*TEKS YANG DIBERIKAN*.
● ● ● ● ●

Rabu, 25 Januari 2017

KURIKULUM 2013



KURIKULUM 2013 “OPTIMIS BISA”
Sejak digulirkannya kurikulum 2013 dengan tema pembelajaran tematik integratif banyak pro dan kontra yang muncul. Kelompok pro menyatakan bahwa kurikulum 2013 merupakan model ideal untuk menyiapkan generasi emas indonesia tahun 2045 yang bertepatan dengan ulang tahun ke 100 kemerdekaan indonesia, karena model kurikulum ini mengusung pembelajaran tematik integratif yaitu mengkaitkan setiap mata pelajaran dengan tema tertentu, sehingga akan terbentuk pembelajaran penuh nilai ( meaning full education ), dengan paradigma student center learning.

● ● ● ● ●

*BAHAN YANG DISEDIAKAN*.
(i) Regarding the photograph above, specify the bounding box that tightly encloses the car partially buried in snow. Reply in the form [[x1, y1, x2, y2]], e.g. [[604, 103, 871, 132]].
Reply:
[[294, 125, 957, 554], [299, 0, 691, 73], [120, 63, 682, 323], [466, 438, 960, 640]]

● ● ● ● ●

*SOAL*.
Berdasarkan teks tentang Kurikulum 2013, jelaskan dalam satu hingga tiga kalimat mengapa kelompok pro memandang kurikulum tersebut sebagai model ideal untuk menyiapkan generasi emas Indonesia tahun 2045. Data tersebut tidak diperlukan untuk mengerjakan latihan ini.

*JAWABAN LATIHAN*.
Kurikulum ini mengusung pembelajaran tematik integratif, yaitu mengaitkan setiap mata pelajaran dengan tema tertentu. Dengan cara itu akan terbentuk pembelajaran penuh nilai dengan paradigma student center learning.